### TEXT SECTION
------------------------------
Watching the public reaction to the death of Steve Jobs has been a
fascinating exercise. The flowers, poems, tributes, and now biography
sales are certainly unprecedented in the infotech sector, and in
popular culture more generally. How many deaths have moved people this
way? Michael Jackson? Curt Cobain? Elvis? Each of these people was in
some way reaping the harvest of celebrity, and all were entertainers.
John Lennon might be the closest precedent to Jobs. Martin Luther
King was the last American martyr, but this phenomenon isn't in that
territory.
Jobs meant more to people than mere celebrity. Here is a random
tribute I pulled from an Irish blog:
"I never met Steve, but he meant a lot to anyone and everyone in the
technology community, and he was an idol of mine. The Apple chairman
and former CEO who made personal computers, smartphones, tablets, and
digital animation mass-market products passed away today. We're going
to miss him, deeply."
What led people to this kind of personal identification with "Steve"?
Perhaps it was the beauty of Apple products? But Jobs did not design
anything: he was instead a frequently tyrannical boss who extracted
the best from his underlings, albeit at a cost. Great -- really great
-- architects and industrial designers have come and gone, and even
today only Apple fanboys know of Jony Ive, who is our latter-day
Teague or Saarinen.
Does the prematurity of his death explain the extremity of the
reaction? Maybe partially.
Was it his philanthropy? No. Like many in Silicon Valley, Jobs was
not public about whatever charities he might have supported. There
was no Gates-like combination of focus and scale, no "think
differently" about his wealth's potential for the kind of social
change he admired as a young man, at least that we know of.
I think part of the fascination with Steve Jobs derived from his
extremes: throughout his adult life, Jobs had an extraordinary ability
to embody contradictions. The famous "reality distortion field"
surrounding the man from an early age meant that people suspended
disbelief in his presence, sometimes unwillingly. To take one example,
Apple never got hit with the same kind of "sweatshop" rhetoric that
was directed at Nike even though life in the Chinese assembly plants
was nasty, brutish, and often short: in 2010, 14 successful suicides
occurred, along with 4 other jumps. In response, a broad system of
nets was installed, and the management of the dorms improved, along
with other changes. It's worth noting that the factory suicide rate,
while alarming, is lower than in either urban or rural China more
generally: the outsourced manufacturer Foxconn employs a million
workers, nearly half of whom work in one facility in Shenzhen when
Apple products (along with others) are assembled.
There were other contradictions: think differently while telling
customers to conform to Apple's dictates of what constitutes fashion.
Build luxury goods while citing Buddhism. The image of artful
rebellion coexisting with a rigidly locked-down computing environment,
particularly for paid content.
------------------------------
### LISTED RECORDS

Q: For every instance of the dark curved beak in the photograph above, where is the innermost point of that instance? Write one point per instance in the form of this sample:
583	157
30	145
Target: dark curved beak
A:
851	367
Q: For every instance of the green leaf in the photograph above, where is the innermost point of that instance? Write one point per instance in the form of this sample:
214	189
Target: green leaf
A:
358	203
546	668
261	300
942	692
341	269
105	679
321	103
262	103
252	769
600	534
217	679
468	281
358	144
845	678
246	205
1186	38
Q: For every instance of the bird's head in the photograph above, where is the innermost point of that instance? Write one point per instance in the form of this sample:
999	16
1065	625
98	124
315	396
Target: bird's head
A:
------------------------------
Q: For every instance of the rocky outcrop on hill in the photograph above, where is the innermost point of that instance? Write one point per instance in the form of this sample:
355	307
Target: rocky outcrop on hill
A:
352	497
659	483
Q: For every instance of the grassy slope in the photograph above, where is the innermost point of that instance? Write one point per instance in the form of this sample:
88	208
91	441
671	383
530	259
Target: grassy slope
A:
------------------------------
### GIVEN INSTRUCTION A
In the essay on Steve Jobs, condense the paragraph beginning "What led people to this kind of personal identification" into a shorter version that keeps its main facts.
### GIVEN INSTRUCTION B
Repeat the passage of the Steve Jobs essay word for word, from "Does the prematurity" up to and including "we know of.".
### GIVEN INSTRUCTION C
Go on with the essay about the public reaction to Steve Jobs's death from the point where it stops.
The records were drawn from a separate source.

### WRITTEN ANSWER A
The essay asks whether the beauty of Apple products explains why people identified so personally with Jobs. It argues that he designed nothing himself and was instead an often tyrannical boss who got the best from his staff at a cost. Truly great architects and industrial designers have come and gone, and today only Apple fans know of Jony Ive, the modern counterpart of Teague or Saarinen.

### WRITTEN ANSWER B
Does the prematurity of his death explain the extremity of the
reaction? Maybe partially.
Was it his philanthropy? No. Like many in Silicon Valley, Jobs was
not public about whatever charities he might have supported. There
was no Gates-like combination of focus and scale, no "think
differently" about his wealth's potential for the kind of social
change he admired as a young man, at least that we know of.

### WRITTEN ANSWER C
None of these factors is a sufficient predictor of the Princess
Diana-like personal identification. Instead, the outpouring of
feeling speaks to several things, I believe.
1) Blogs, social media, Facebook pages, and YouTube make
self-expression to potential multitudes easy and accessible. These
tools, descended from the scruffy, anarchic origins of the public web
rather than the clean appliance-like aesthetic of Apple products,
allow for mass outpourings we would never have seen on public-access
cable or letters to the editor.
2) Jobs personified salvation from the stupidity millions of people
felt in the face of DOS prompts, device drivers, dongles, funny-shaped
plugs that never matched, and other arcana of computing. Used to
feeling inferior before a beige or gray box that would not do what we
wanted, people liked feeling more in control of the products that were
cute, friendly, and, after Jobs' death, now talk to us intelligently.
3) More broadly, perhaps, we have a shortage of heroes. Much like
Lennon, Jobs dared to imagine. As one commentator noted, envisioning
the future loosely connected Jobs to the saints and other religious
figures who truly had Visions. That connection does something to
explain the near-martyrdom that seemed to be shaping up in some
quarters. But even in purely secular terms, where are today's heroes?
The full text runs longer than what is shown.